→ Texte présenté
╔══

L’élection à la Présidence de l’Université de Cocody s’est déroulée le vendredi dernier avec la victoire du Pr Aké N’gbo. Quelle est donc, l’espoir que vous placez en ce nouveau Président ?
D’abord, je souhaite que le nouveau Président de l’Université de Cocody avec tous les Présidents des autres Universités publiques, œuvrent au changement des textes qui régissent l’élection des Présidents d’Université. Ces textes sont tels qu’aujourd’hui la probabilité pour avoir un Président d’Université populaire et compétent est faible. Parce que ces élections compte tenu de leur mode sont fortement influencées par la politique et par l’argent. On achète les voix. Donc ceux qui sont élus à la tête de nos Universités Publiques, sont généralement des Présidents qui sont politiquement très soutenus et qui déboursent des sommes importantes pour acheter les voix. Et je crois que ce n’est pas vraiment la meilleure manière de voter un Président d’Université. Donc, pour moi, cela doit changer, c’est pourquoi, la CNEC a proposé un enseignant, une voix. Nous avons proposé que tous les enseignants votent. C’est-à-dire à l’Université de Cocody, les 1200 enseignants doivent voter, de la même manière que tous les enseignants de Bouaké et d’Abobo-Adjamé doivent élire leurs Présidents et non seulement les membres du conseil comme les textes actuels le stipulent. Je pense qu’avec les expériences que nous avons, nous pouvons affirmer qu’avec ce mode actuel, la probabilité d’avoir un Président populaire et efficace est faible.

A entendre le Pr Traoré Flavien, les élections à la Présidence de nos Universités publiques, sont plus politiques qu’académiques?

╚══

→ Emplacements d'objets dans les images
╔══

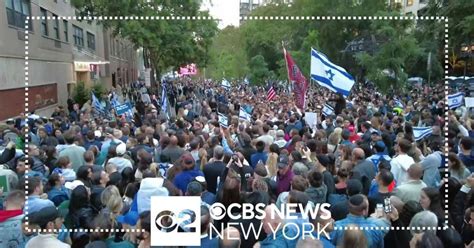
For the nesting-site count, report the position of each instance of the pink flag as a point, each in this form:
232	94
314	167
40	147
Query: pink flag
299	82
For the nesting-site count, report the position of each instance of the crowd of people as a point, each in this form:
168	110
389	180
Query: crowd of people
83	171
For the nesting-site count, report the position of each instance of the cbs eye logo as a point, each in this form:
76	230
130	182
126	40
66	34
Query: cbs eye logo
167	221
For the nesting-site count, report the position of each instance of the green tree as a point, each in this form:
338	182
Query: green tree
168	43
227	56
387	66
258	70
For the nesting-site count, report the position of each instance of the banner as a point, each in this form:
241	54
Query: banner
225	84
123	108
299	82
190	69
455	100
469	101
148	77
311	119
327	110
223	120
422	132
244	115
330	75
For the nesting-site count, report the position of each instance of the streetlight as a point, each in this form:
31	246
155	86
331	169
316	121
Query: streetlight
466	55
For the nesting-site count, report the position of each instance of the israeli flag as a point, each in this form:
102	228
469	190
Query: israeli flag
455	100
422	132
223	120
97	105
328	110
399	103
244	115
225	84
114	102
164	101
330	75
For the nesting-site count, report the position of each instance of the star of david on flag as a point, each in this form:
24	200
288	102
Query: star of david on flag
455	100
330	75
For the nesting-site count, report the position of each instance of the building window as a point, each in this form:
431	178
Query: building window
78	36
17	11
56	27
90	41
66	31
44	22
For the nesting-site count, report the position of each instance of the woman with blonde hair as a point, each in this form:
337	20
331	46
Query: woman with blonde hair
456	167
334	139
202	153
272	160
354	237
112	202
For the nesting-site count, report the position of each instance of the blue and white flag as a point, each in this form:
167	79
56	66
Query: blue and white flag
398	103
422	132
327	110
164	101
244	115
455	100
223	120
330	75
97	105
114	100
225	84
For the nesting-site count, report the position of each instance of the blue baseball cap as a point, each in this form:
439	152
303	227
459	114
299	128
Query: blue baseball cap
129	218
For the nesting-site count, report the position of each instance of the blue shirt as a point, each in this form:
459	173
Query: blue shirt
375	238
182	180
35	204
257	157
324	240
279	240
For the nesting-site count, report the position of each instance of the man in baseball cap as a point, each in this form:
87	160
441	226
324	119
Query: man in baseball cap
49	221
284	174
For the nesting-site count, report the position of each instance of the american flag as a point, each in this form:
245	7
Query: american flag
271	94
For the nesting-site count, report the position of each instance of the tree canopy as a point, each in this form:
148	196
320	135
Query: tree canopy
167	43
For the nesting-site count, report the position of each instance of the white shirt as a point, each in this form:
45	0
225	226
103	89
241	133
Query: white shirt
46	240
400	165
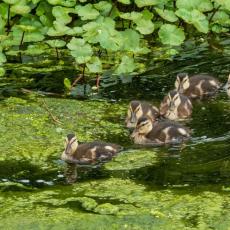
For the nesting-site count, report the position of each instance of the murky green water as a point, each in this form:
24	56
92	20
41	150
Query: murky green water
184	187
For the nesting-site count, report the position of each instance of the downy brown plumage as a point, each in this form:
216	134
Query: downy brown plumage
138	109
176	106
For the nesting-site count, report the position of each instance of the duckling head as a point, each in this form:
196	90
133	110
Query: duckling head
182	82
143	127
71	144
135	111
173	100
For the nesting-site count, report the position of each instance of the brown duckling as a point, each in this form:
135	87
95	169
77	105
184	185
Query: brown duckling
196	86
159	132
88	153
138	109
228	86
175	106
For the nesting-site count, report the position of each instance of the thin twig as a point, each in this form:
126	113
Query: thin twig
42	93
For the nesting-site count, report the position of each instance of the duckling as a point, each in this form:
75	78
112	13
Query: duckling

╚══

→ Série d'exercices
[A] Reformulez sous forme de liste le paragraphe du texte sur l'élection des présidents d'université qui commence par « D’abord, je souhaite que », en conservant ses faits principaux.
[B] Indiquez si chacune des affirmations suivantes concorde avec le texte sur l'élection des présidents d'université. Répondez par oui ou par non, en citant les mots du texte qui permettent de trancher.
(i) D'après les textes actuels, seuls les membres du conseil élisent le Président d'université.
(ii) L'Université de Cocody compte 1500 enseignants.
(iii) Le Pr Aké N’gbo a perdu l'élection à la Présidence de l'Université de Cocody.
[C] D'après le texte sur l'élection des présidents d'université, quel jour l'élection à la Présidence de l'Université de Cocody a-t-elle eu lieu ?

→ Corrigé par exercice
[A]
- Souhait : que le nouveau Président de l'Université de Cocody et les Présidents des autres universités publiques œuvrent à changer les textes qui régissent l'élection des Présidents d'université.
- Constat : avec ces textes, la probabilité d'avoir un Président d'université populaire et compétent est faible.
- Cause : le mode d'élection est fortement influencé par la politique et par l'argent, et l'on achète les voix.
- Conséquence : les élus sont généralement très soutenus politiquement et déboursent des sommes importantes pour acheter les voix.
- Proposition de la CNEC : « un enseignant, une voix ». Tous les enseignants voteraient, soit les 1200 enseignants à l'Université de Cocody, et de même à Bouaké et à Abobo-Adjamé, et non plus seulement les membres du conseil, comme le prévoient les textes actuels.

[B]
(i) Oui : « et non seulement les membres du conseil comme les textes actuels le stipulent ».
(ii) Non : « les 1200 enseignants doivent voter ».
(iii) Non : « avec la victoire du Pr Aké N’gbo ».

[C] Le vendredi dernier.